** Opening Information block **

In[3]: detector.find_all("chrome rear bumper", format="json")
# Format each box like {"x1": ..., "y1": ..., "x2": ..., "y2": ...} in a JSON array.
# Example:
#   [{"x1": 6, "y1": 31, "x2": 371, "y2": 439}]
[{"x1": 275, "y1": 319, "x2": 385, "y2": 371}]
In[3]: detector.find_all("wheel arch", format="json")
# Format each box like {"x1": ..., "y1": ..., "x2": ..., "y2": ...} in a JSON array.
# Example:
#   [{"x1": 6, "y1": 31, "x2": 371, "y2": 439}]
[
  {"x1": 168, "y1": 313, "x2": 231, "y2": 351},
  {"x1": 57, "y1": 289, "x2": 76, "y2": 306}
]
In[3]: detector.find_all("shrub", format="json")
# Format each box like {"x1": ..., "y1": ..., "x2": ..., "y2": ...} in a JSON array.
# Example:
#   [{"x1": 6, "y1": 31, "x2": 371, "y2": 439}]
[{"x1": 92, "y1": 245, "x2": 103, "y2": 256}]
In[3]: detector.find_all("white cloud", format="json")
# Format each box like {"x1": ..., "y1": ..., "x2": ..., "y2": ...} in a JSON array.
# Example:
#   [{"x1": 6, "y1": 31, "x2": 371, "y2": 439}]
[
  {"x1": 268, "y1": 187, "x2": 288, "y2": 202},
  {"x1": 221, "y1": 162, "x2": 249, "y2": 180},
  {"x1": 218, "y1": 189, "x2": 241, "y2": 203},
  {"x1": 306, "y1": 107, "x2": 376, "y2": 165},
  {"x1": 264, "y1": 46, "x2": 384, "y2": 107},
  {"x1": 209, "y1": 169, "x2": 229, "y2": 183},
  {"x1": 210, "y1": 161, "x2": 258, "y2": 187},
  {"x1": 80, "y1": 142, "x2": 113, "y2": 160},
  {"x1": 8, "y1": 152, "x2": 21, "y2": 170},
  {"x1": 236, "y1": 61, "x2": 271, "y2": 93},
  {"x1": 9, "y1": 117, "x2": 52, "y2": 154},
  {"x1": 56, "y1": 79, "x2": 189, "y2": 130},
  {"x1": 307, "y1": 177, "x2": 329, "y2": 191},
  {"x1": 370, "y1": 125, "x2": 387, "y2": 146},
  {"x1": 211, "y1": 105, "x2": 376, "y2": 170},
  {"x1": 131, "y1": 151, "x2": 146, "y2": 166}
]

** Closing Information block **

What this task involves
Copy the data once more. Leave nothing out.

Response for this exercise
In[3]: detector.find_all("chrome rear bumper", format="json")
# Format each box like {"x1": ..., "y1": ..., "x2": ..., "y2": ...} in a JSON array.
# Example:
#   [{"x1": 6, "y1": 31, "x2": 371, "y2": 439}]
[{"x1": 275, "y1": 319, "x2": 385, "y2": 371}]
In[3]: detector.find_all("wheel arch", format="json")
# Format each box like {"x1": ..., "y1": ..., "x2": ..., "y2": ...} in a JSON array.
# Example:
#   [{"x1": 6, "y1": 31, "x2": 371, "y2": 439}]
[
  {"x1": 168, "y1": 313, "x2": 231, "y2": 351},
  {"x1": 57, "y1": 289, "x2": 76, "y2": 306}
]
In[3]: detector.find_all("shrub", format="json")
# Format each box like {"x1": ..., "y1": ..., "x2": ..., "y2": ...} in a JSON array.
# Example:
#   [{"x1": 6, "y1": 31, "x2": 371, "y2": 439}]
[{"x1": 92, "y1": 245, "x2": 103, "y2": 256}]
In[3]: detector.find_all("white cloud", format="json")
# Format each box like {"x1": ..., "y1": ..., "x2": ..., "y2": ...} in a JSON array.
# Example:
#   [{"x1": 6, "y1": 31, "x2": 371, "y2": 439}]
[
  {"x1": 268, "y1": 187, "x2": 288, "y2": 202},
  {"x1": 221, "y1": 162, "x2": 249, "y2": 180},
  {"x1": 218, "y1": 189, "x2": 241, "y2": 203},
  {"x1": 306, "y1": 107, "x2": 376, "y2": 165},
  {"x1": 264, "y1": 46, "x2": 384, "y2": 107},
  {"x1": 209, "y1": 169, "x2": 229, "y2": 183},
  {"x1": 210, "y1": 161, "x2": 258, "y2": 187},
  {"x1": 80, "y1": 142, "x2": 113, "y2": 160},
  {"x1": 8, "y1": 152, "x2": 21, "y2": 170},
  {"x1": 236, "y1": 61, "x2": 271, "y2": 93},
  {"x1": 9, "y1": 117, "x2": 52, "y2": 154},
  {"x1": 56, "y1": 79, "x2": 189, "y2": 130},
  {"x1": 307, "y1": 177, "x2": 329, "y2": 191},
  {"x1": 370, "y1": 125, "x2": 387, "y2": 146},
  {"x1": 211, "y1": 105, "x2": 376, "y2": 170},
  {"x1": 131, "y1": 151, "x2": 146, "y2": 166}
]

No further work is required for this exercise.